DIRECTIONS FOR THIS TASK
The records below are to be set down word for word, with every picture left out.

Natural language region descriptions
- - -
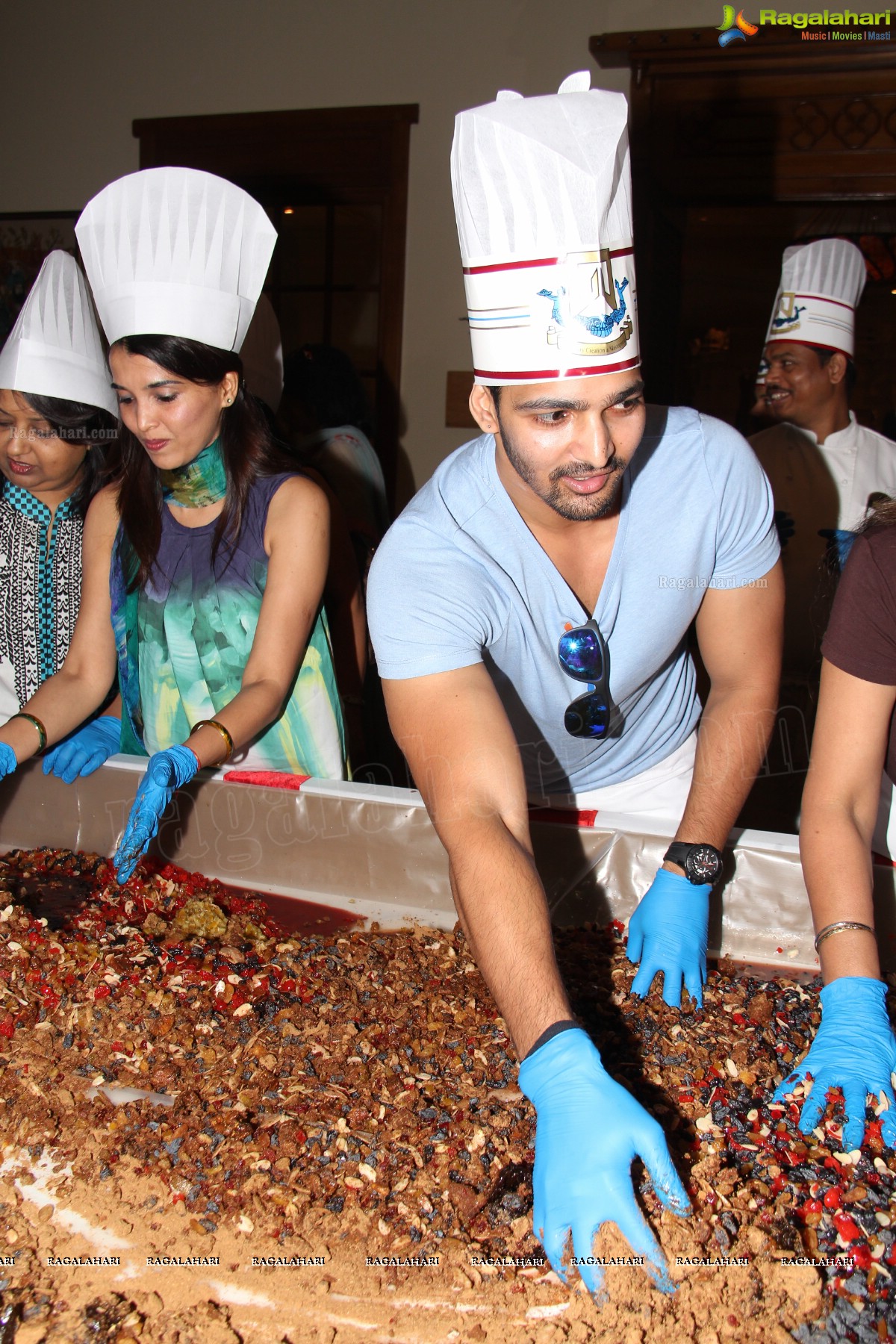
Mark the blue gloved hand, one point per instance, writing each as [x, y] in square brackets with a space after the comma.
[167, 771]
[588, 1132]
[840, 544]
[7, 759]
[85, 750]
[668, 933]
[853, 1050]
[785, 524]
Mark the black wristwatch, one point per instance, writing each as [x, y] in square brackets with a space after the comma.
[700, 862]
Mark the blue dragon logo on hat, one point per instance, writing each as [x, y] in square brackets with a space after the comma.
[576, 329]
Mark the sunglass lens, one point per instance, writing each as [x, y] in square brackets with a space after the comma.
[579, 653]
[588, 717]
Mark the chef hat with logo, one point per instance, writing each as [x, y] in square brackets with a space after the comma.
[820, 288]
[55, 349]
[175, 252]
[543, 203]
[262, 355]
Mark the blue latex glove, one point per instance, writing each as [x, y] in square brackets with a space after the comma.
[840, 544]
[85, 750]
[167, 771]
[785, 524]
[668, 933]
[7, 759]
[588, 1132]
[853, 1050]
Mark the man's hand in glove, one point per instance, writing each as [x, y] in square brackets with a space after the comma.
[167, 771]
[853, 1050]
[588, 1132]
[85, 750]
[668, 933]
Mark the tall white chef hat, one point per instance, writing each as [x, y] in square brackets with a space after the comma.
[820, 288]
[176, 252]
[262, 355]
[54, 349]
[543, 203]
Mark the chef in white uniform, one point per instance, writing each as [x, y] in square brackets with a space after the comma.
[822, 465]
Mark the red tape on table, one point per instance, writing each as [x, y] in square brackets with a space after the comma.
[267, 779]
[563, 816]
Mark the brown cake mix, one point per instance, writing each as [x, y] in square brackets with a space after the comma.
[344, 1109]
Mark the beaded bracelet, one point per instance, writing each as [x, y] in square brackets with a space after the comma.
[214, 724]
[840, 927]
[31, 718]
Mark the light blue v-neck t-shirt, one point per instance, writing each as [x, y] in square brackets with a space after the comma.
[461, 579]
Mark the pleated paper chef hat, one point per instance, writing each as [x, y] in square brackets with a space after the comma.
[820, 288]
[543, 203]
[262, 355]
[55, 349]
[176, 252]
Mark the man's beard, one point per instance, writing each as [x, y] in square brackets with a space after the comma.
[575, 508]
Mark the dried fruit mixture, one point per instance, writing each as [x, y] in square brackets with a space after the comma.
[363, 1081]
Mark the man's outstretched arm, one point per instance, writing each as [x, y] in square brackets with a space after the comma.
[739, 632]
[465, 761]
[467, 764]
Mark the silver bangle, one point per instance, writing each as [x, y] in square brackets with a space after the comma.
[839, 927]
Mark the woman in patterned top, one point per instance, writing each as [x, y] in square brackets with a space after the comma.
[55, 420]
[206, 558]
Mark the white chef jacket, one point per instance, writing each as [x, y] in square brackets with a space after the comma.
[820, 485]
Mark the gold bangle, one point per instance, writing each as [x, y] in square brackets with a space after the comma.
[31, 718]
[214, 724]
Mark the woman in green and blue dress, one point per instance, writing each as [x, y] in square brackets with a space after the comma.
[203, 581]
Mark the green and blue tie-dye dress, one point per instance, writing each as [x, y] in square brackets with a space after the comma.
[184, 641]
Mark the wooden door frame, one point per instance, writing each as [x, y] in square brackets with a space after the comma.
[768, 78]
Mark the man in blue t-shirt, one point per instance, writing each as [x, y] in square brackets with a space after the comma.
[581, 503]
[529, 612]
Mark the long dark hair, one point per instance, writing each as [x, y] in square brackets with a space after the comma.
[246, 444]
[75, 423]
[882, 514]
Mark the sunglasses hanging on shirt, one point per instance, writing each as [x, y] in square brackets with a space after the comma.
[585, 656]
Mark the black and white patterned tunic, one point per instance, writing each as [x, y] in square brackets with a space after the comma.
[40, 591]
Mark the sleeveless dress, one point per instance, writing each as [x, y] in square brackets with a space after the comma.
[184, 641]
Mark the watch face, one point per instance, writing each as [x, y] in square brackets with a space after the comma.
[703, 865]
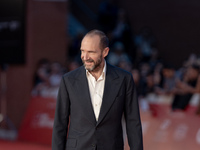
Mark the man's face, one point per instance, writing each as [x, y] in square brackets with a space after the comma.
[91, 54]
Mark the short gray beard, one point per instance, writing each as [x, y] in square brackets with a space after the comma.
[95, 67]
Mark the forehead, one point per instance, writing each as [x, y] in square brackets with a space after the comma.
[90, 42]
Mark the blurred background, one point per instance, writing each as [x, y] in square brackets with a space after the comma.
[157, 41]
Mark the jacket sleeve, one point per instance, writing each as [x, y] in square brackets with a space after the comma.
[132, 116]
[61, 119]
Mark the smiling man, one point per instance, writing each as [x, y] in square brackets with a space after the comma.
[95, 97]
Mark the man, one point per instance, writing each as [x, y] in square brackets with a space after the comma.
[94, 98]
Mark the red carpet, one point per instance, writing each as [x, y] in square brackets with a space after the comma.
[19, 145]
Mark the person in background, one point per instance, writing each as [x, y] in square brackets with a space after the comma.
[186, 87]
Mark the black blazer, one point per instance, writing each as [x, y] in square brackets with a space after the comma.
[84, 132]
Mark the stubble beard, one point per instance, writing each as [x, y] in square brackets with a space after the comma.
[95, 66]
- - -
RESPONSE
Mark the blue gloved hand, one point per instance, writing each as [x, y] in square brackets with a space after the comma.
[167, 771]
[588, 1132]
[840, 544]
[7, 759]
[85, 750]
[668, 933]
[853, 1050]
[785, 524]
Mark the black wristwatch, one point per instance, writing each as [x, y] in square brackets with a space after the comma.
[700, 862]
Mark the blue dragon logo on hat, one point per instance, writing each as [x, y] in square brackets with a space after the comma.
[576, 329]
Mark the sunglass lens, one point per instance, writing each as [x, y] in square brackets with a space after the comma.
[579, 653]
[588, 717]
Mark the chef hat with logo, one point per instance, writing each as [x, y] in square brackets with a space after the comma.
[820, 288]
[55, 349]
[175, 252]
[543, 203]
[262, 355]
Mark the blue latex glove, one point per instance, writing each as [x, y] in square brackets with a space after the comma.
[840, 544]
[85, 750]
[167, 771]
[785, 524]
[668, 933]
[7, 759]
[588, 1132]
[853, 1050]
Mark the man's hand in glove, one point per instance, writing each as [x, y] in square brackets with a space after the comma.
[167, 771]
[853, 1050]
[588, 1132]
[85, 750]
[668, 933]
Mark the tall white chef hat, one point per instance, writing each as [x, y] in square brackets with a space after the comma.
[820, 288]
[176, 252]
[262, 355]
[54, 349]
[543, 203]
Mark the chef in white uniform, one point per instance, writing each as [x, y] in square brackets with a space after the comma.
[822, 465]
Mark the red tape on table, one point per instance, writing each as [x, y] in square brackets with a space after the comma.
[267, 779]
[563, 816]
Mark the brown cake mix, one point per instance, writing each as [x, y] in square brackets with a space after the comma.
[344, 1109]
Mark the beaded bracelet, one point per instance, writing each as [x, y] in square brackets with a space after the comma.
[214, 724]
[840, 927]
[31, 718]
Mark the light blue v-neck t-shirt, one point per instance, writing each as [x, y] in square brackets with a space after the comma.
[461, 579]
Mark the pleated paper chef hat, one point per instance, writing each as [x, y] in square brackets with a space after the comma.
[820, 288]
[543, 203]
[262, 355]
[55, 349]
[176, 252]
Mark the man's beard, one point per instance, writing each as [x, y] in square brackets with a space after the comma.
[575, 508]
Mark the dried fruit mixture, one point per instance, writing each as [x, y] in square brackets with a space after the comma.
[363, 1081]
Mark the man's outstretched arm, one point per instance, writing each as [x, y] in square brackets with a space after the comma.
[739, 632]
[465, 761]
[467, 764]
Mark the silver bangle, one point per instance, writing each as [x, y] in square brackets with a space after the comma.
[839, 927]
Mark the woman in patterned top, one point per instance, writing each as [x, y] in square brackets with a space after the comma.
[55, 420]
[206, 558]
Mark the white chef jacket, one point per instance, writing each as [x, y] in square brackets with a space after the comma.
[820, 485]
Mark the gold bangle, one point per instance, writing each as [x, y] in square brackets with a space after the comma.
[31, 718]
[214, 724]
Mark the woman in green and blue dress, one point per instance, writing each as [x, y] in square brackets with a space after the comma.
[203, 581]
Mark the green and blue tie-dye dress, one point per instance, writing each as [x, y] in square brackets with a space after the comma.
[184, 641]
Mark the wooden door frame, one point per instance, writing each as [x, y] in square brackets with a space after the comma.
[768, 78]
Mark the man in blue t-shirt, one point per instance, writing each as [x, y] in square brackets with a space after the comma.
[581, 503]
[529, 612]
Mark the long dark hair, one point per instance, writing each as [x, y] in square brackets with a space after the comma.
[246, 444]
[75, 423]
[882, 514]
Mark the sunglasses hanging on shirt, one point per instance, writing each as [x, y] in square brackets with a space after the comma.
[585, 656]
Mark the black and white patterned tunic, one point per instance, writing each as [x, y] in square brackets with a space after the comma.
[40, 591]
Mark the sleeveless dress, one point per instance, writing each as [x, y] in square brackets with a space after the comma.
[184, 641]
Mark the watch face, one point per instance, writing each as [x, y] in square brackets with a space after the comma.
[703, 865]
Mark the man's face, one point per instance, writing each as [x, y] in square brackets with a space after the comma.
[91, 54]
Mark the short gray beard, one point per instance, writing each as [x, y] in square brackets with a space after the comma.
[95, 67]
Mark the forehead, one point per instance, writing each as [x, y] in square brackets with a space after the comma.
[90, 42]
Mark the blurred background, one point per instance, writing each as [x, y] in square brackets with a space after the comma.
[157, 41]
Mark the jacket sleeve, one point per instance, writing each as [x, y] in square brackets with a space after the comma.
[132, 116]
[61, 119]
Mark the smiling man, one point per instance, writing each as [x, y] in square brackets with a space after the comma.
[95, 97]
Mark the man, one point per instance, writing each as [x, y] in square brackets with a space after the comma.
[94, 98]
Mark the red carpet, one point per instance, writing each as [x, y] in square brackets with a space after the comma.
[19, 145]
Mark the person in background, one point per instance, writing each as [x, y] in square brackets with a space after the comma.
[186, 87]
Mark the black blazer, one point per instance, writing each as [x, y] in square brackets with a space after the comma.
[84, 132]
Mark the stubble beard, one point per instance, writing each as [x, y] in square brackets with a space after the comma.
[95, 66]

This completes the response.